::: Dataset records :::

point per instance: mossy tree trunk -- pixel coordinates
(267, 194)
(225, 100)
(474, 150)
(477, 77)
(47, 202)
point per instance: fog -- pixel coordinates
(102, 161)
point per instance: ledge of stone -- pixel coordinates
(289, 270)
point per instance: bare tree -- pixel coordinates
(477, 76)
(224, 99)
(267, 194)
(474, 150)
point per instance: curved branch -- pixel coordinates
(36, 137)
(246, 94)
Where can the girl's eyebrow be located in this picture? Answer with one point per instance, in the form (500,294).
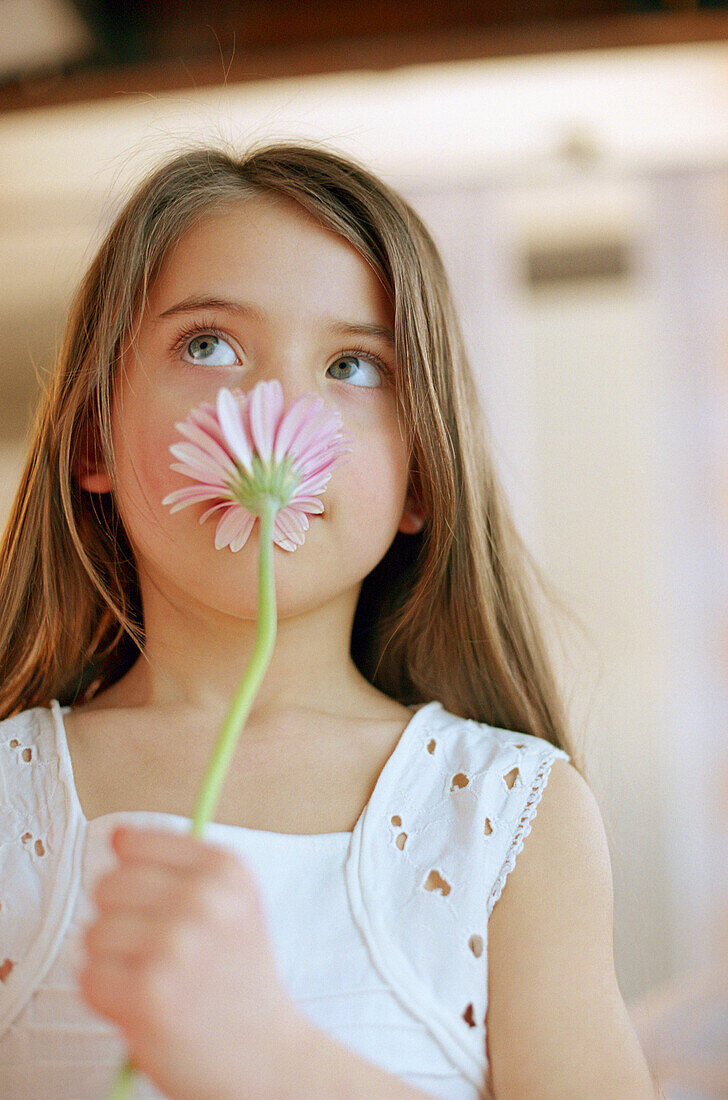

:::

Task objective: Nothing but the pictures is to be left out; repeat the data exactly.

Solution to this task:
point per instance: mossy tree trunk -- pixel coordinates
(267, 194)
(225, 100)
(474, 150)
(477, 77)
(47, 202)
point per instance: fog -- pixel coordinates
(102, 161)
point per instance: ledge of stone -- pixel coordinates
(289, 270)
point per instance: bare tree -- pixel coordinates
(477, 76)
(224, 99)
(267, 194)
(474, 150)
point per instance: curved branch -- pixel coordinates
(36, 137)
(246, 94)
Where can the girl's eyebrow be located in this picture? Answer with one point per instance, in the form (500,294).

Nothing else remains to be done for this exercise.